→ DIRECTIONS
In the records that follow, show each line where the word "deer" is present.

------------------------------------------------------------

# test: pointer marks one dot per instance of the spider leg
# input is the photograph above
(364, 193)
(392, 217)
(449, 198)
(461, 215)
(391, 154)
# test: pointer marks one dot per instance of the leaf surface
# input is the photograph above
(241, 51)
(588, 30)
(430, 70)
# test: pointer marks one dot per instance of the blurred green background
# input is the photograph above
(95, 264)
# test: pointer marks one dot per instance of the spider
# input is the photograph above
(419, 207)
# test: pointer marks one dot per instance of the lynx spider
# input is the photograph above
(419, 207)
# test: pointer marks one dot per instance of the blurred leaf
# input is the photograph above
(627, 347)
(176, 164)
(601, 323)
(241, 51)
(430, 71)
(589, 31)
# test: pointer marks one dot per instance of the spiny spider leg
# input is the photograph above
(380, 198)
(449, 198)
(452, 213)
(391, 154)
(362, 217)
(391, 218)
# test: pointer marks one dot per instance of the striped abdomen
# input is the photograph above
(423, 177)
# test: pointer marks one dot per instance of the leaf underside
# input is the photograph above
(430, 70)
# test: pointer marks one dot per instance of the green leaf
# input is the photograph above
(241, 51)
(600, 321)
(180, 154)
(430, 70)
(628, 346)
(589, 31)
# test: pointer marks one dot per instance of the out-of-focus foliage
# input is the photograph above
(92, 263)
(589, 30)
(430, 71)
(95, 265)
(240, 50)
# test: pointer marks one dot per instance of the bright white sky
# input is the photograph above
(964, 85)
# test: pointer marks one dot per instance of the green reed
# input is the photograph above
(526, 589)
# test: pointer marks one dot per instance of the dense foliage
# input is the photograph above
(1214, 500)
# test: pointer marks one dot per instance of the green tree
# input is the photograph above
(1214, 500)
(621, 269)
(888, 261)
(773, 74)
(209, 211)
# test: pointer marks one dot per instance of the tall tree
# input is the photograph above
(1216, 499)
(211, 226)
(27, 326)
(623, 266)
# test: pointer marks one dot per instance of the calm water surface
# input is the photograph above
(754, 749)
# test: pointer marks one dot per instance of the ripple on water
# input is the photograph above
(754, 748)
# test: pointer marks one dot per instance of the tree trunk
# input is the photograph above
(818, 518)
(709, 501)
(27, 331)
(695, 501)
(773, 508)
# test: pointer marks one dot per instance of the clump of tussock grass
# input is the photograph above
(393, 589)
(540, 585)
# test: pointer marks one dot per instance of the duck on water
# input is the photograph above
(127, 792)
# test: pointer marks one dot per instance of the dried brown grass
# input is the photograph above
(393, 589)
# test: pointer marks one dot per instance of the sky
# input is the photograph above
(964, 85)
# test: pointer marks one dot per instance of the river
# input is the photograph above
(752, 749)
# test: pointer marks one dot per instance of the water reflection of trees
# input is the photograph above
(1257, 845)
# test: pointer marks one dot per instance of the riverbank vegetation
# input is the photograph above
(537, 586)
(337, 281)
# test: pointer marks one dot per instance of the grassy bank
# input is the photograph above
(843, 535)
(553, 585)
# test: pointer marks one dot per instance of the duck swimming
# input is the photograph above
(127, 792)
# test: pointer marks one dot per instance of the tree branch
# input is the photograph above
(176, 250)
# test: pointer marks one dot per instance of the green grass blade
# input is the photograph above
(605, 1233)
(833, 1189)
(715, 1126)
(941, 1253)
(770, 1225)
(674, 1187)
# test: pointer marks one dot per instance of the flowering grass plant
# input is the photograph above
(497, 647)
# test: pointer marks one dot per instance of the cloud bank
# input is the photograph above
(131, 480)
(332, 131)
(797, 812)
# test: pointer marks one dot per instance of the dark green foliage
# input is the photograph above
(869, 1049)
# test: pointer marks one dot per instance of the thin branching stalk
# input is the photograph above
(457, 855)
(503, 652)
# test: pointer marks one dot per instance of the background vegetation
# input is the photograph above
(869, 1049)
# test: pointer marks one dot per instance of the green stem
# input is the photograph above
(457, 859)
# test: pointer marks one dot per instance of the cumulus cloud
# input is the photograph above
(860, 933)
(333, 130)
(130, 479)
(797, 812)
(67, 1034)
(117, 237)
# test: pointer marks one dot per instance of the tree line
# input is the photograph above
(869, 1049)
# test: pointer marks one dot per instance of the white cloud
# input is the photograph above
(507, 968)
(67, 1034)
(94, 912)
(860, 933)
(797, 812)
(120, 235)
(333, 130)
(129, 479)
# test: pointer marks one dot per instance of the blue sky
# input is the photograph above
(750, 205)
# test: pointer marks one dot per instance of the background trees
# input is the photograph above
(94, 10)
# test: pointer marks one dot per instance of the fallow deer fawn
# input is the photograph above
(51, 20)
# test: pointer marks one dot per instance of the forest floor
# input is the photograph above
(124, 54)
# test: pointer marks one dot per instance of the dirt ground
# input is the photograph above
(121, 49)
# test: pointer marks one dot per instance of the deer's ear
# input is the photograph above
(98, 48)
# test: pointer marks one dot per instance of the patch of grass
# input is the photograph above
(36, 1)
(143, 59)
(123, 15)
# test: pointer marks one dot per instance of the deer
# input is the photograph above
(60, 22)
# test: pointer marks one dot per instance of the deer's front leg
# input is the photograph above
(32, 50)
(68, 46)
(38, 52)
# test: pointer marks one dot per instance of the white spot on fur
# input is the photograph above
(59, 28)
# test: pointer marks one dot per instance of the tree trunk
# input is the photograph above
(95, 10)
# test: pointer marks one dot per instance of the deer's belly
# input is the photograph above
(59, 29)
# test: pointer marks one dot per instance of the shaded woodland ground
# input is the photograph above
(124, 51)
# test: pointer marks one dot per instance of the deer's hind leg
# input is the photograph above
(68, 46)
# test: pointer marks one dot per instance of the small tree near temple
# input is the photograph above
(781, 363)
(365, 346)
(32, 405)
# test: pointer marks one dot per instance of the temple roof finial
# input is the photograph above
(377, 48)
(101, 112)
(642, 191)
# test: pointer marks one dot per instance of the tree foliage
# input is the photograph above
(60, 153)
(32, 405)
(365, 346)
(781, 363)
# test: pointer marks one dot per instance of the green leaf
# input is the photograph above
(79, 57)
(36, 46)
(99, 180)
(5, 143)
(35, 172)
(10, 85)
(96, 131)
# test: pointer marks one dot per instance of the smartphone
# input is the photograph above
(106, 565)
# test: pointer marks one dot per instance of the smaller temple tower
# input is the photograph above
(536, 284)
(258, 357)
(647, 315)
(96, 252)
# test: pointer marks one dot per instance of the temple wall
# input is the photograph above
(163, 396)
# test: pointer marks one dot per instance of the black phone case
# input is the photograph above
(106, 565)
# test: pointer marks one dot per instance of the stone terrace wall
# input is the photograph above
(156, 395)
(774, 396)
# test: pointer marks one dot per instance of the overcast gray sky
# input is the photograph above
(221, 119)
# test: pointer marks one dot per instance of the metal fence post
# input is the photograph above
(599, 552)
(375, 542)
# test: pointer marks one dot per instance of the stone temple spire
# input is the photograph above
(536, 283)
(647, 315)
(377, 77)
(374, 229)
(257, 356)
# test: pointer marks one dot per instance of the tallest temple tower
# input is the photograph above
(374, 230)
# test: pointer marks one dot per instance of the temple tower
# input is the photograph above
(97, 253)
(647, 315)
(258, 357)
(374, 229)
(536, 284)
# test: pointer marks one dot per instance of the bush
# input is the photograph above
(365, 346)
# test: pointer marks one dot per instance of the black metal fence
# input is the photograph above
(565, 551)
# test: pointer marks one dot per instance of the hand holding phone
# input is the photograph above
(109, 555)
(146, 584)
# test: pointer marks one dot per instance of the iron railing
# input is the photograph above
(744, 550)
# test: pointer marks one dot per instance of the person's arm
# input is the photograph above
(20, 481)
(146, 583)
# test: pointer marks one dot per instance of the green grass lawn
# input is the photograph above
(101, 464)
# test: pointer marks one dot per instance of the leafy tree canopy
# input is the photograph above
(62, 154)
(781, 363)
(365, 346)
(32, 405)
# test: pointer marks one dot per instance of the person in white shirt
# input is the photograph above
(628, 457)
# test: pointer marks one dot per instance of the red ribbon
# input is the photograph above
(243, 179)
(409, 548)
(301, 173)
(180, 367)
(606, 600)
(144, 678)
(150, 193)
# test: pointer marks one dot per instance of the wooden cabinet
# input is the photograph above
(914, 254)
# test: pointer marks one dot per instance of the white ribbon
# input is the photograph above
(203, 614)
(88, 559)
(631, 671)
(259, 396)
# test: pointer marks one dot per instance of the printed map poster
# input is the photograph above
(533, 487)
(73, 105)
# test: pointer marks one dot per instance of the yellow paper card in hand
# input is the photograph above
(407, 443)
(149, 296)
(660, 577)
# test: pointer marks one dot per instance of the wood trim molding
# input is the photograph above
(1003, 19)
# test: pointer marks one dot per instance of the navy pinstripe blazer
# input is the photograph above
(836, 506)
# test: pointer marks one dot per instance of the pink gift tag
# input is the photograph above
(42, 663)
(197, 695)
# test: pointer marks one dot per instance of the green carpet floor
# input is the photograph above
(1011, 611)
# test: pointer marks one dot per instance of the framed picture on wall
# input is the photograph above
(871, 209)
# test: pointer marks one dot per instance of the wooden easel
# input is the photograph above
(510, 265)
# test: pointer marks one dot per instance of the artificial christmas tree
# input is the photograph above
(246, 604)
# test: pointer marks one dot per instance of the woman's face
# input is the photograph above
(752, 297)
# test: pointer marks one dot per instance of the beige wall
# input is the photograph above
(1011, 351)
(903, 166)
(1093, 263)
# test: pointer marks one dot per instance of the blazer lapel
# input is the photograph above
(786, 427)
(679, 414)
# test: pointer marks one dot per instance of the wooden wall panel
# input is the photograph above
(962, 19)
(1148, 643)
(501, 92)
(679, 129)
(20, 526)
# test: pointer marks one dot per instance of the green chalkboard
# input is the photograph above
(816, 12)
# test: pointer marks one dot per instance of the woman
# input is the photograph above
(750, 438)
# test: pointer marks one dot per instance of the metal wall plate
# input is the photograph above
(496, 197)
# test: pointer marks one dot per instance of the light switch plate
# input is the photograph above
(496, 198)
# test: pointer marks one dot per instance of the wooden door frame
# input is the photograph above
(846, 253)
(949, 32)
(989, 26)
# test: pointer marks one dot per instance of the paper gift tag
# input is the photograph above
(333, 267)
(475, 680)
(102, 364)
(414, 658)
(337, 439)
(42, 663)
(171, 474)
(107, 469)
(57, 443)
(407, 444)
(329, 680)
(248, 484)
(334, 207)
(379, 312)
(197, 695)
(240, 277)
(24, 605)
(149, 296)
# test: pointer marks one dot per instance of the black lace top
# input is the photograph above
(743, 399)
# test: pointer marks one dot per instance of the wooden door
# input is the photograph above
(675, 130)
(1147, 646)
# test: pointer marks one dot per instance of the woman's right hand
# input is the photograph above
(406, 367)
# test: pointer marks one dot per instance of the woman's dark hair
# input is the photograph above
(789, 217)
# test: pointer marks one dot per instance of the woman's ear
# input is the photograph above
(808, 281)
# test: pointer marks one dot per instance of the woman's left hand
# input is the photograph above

------------------------------------------------------------

→ ANSWER TO THIS PROBLEM
# test: pointer marks one dot per instance of the fallow deer fawn
# test: pointer marks one dot per instance of the deer's ear
# test: pointer marks one dot per instance of the deer
# test: pointer marks one dot per instance of the deer's front leg
# test: pointer marks one dot per instance of the deer's belly
# test: pointer marks one dot per instance of the deer's hind leg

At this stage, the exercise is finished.